• WHAT YOU SHOULD DO:
Each line that includes the word "below" should be copied from the records.

Recorded data:
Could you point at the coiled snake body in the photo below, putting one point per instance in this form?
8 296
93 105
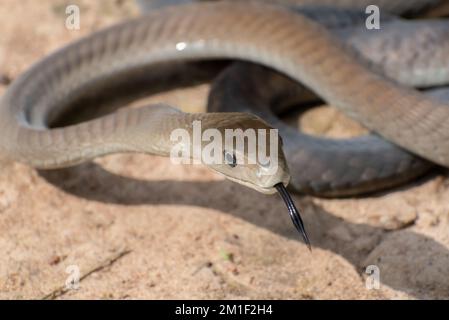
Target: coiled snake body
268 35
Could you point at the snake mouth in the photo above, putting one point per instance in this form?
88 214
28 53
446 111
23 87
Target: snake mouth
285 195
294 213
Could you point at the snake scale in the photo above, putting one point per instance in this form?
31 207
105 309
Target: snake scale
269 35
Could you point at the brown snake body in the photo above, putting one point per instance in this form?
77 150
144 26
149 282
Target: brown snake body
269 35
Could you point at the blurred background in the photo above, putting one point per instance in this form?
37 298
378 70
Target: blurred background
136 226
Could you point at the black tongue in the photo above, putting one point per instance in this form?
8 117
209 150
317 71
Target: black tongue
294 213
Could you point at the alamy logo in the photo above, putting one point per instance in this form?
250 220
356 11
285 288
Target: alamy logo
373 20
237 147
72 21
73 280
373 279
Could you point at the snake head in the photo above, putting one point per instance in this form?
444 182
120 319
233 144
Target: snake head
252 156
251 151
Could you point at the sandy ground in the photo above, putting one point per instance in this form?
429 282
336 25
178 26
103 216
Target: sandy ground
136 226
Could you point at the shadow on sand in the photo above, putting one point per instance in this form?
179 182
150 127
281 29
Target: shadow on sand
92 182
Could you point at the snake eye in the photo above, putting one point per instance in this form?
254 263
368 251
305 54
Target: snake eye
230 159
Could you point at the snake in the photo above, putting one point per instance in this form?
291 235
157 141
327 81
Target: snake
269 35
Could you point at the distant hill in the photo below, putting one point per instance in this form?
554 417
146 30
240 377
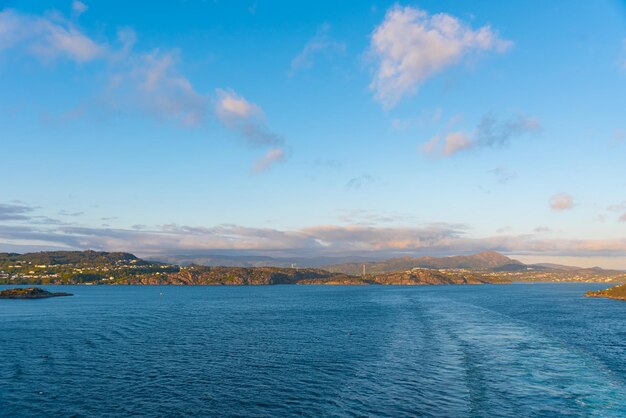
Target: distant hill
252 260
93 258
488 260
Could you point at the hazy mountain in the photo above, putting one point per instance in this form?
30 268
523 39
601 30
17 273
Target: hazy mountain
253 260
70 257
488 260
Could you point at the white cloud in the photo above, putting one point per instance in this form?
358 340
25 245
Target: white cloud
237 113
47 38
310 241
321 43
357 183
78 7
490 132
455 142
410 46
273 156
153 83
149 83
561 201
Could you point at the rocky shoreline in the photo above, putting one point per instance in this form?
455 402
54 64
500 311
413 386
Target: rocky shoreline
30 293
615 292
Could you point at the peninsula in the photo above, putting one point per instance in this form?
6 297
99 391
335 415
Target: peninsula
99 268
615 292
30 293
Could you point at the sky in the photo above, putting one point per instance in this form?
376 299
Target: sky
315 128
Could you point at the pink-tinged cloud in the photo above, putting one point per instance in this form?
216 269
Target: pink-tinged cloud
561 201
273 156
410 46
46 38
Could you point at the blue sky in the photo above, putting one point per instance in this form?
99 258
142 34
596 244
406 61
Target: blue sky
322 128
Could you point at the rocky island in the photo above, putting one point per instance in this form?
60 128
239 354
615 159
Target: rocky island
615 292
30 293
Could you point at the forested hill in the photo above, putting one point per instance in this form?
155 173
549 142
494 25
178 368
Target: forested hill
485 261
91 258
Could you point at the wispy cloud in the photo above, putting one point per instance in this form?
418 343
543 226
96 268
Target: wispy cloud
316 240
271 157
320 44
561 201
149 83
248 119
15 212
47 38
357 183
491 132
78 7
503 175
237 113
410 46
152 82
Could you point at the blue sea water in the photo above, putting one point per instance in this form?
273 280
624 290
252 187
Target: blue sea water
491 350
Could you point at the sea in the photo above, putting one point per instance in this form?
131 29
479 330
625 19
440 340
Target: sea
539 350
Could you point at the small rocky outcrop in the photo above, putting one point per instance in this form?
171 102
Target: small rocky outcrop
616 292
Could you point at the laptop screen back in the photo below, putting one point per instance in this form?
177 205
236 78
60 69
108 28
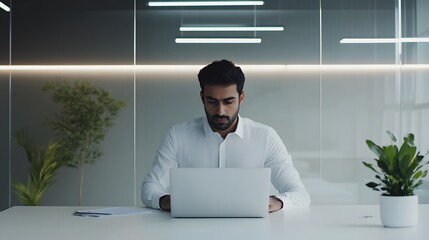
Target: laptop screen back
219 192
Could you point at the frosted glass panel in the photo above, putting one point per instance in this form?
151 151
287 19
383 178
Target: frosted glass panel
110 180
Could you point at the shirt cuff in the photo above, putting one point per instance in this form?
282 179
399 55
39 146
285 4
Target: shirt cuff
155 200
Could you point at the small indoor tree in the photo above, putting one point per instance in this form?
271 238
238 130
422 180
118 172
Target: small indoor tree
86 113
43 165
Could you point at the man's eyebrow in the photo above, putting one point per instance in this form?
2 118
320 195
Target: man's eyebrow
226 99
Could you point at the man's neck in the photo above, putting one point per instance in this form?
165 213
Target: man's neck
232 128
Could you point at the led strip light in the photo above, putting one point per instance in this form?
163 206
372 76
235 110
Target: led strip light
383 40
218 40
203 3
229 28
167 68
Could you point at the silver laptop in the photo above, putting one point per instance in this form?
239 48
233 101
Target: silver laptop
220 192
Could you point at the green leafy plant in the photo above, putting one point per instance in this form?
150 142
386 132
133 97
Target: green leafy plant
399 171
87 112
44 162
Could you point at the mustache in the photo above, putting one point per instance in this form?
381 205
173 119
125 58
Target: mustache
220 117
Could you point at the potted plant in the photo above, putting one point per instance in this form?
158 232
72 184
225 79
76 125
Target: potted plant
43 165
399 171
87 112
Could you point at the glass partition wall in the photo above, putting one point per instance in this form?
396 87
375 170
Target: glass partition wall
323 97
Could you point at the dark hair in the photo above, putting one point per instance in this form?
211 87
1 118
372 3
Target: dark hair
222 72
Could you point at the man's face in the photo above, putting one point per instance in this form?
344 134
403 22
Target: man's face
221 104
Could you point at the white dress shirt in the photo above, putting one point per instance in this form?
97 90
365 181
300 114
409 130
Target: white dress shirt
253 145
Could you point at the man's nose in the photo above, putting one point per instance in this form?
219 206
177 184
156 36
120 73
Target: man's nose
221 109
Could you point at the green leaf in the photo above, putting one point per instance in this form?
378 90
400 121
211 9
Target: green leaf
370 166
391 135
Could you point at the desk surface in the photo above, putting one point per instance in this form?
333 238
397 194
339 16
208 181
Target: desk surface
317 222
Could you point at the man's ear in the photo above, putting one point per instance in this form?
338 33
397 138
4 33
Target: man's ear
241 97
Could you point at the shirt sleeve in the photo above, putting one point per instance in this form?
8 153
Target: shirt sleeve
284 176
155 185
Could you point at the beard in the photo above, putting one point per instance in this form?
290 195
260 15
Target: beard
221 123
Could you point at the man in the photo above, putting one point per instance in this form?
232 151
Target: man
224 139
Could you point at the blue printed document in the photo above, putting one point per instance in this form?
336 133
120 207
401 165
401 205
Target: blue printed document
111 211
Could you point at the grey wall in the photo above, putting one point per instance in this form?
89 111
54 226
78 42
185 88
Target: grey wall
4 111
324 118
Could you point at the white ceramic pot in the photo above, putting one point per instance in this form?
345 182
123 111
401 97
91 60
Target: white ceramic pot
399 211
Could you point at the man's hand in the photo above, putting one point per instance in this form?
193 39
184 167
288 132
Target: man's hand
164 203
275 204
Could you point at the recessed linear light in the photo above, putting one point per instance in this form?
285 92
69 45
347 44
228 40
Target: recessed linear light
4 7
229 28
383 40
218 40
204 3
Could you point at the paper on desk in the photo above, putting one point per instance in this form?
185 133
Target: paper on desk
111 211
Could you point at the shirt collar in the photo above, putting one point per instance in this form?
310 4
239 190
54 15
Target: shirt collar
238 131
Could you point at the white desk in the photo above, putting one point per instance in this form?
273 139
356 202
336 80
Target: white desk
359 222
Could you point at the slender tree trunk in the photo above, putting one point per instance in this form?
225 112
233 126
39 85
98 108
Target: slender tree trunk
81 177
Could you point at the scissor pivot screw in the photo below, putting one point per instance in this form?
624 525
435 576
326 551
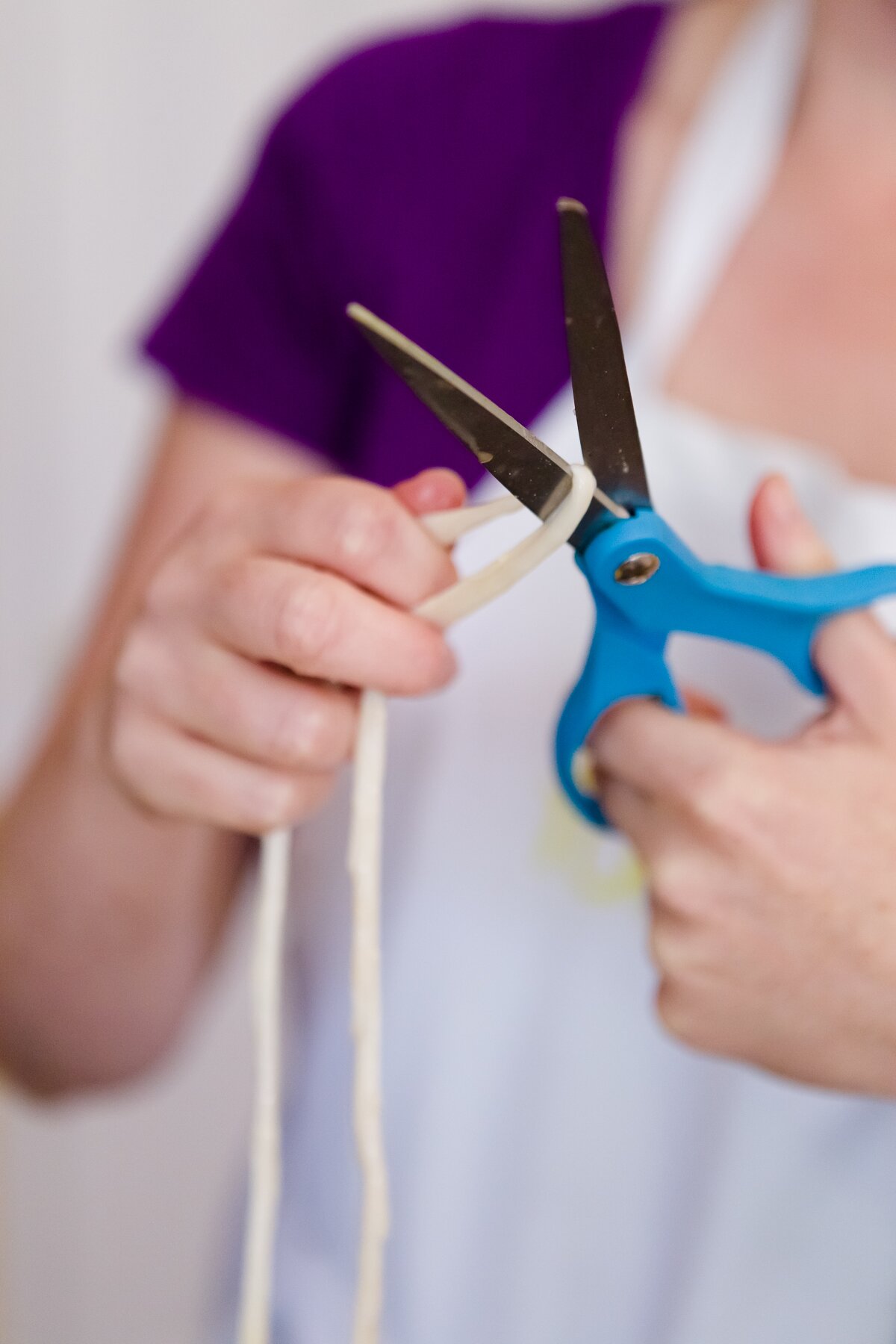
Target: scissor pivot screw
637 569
* * *
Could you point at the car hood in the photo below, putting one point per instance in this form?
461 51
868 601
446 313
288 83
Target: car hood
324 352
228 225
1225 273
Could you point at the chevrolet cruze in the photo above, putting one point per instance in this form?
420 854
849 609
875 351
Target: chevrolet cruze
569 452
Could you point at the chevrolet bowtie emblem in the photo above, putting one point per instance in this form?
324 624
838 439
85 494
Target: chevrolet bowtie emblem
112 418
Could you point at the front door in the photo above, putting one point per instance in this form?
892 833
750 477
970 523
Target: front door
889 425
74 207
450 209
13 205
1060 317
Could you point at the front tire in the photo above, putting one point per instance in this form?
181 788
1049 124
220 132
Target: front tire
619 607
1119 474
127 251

• FINISHED TASK:
Could you point at the coiled snake body in the photo below, putting one point per instance in this form?
Could you point at the distant hill in the photo below, putting one point per instance in this form?
Could you point at the laptop screen back in the photo below, putting one point per instance in this form?
Could you point at the scissor pivot screw in the photo below, putting one point per instance in this form?
Could you point at the car hood in the photo below, putting one point per instance in this form?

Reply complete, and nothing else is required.